ЦЕЛЬ
Отберите из данных все строки со словом «wooden» и перепишите их без изменений.

ДАННЫЕ УПРАЖНЕНИЯ

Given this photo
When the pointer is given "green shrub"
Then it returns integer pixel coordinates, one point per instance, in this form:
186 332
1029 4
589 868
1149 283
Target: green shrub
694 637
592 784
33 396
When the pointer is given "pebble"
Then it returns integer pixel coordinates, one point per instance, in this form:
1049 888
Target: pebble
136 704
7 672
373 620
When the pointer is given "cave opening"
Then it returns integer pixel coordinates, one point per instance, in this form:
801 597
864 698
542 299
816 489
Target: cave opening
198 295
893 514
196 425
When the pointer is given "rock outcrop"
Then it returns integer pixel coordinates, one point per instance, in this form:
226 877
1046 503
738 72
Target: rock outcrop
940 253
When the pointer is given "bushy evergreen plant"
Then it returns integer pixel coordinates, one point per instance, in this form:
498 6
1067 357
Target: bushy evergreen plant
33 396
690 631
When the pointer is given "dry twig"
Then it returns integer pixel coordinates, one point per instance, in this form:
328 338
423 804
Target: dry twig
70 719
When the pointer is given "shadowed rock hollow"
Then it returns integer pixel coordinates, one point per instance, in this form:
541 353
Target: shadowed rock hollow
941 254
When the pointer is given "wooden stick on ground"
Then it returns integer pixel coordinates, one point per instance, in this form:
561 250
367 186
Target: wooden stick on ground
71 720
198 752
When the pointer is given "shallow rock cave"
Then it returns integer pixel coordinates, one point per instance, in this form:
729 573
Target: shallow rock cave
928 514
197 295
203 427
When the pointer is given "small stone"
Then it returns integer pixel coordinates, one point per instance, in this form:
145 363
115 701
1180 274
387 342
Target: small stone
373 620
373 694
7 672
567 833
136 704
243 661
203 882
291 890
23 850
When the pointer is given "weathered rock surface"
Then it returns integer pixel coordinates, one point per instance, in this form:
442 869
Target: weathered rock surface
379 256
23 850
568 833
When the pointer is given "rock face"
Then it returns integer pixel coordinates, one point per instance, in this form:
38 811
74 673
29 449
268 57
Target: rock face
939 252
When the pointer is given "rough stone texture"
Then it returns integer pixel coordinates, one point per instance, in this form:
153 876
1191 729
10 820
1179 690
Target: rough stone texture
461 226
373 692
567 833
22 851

ПОЛНЫЙ ОТВЕТ
When the pointer is given "wooden stick on ground"
Target: wooden stick on ground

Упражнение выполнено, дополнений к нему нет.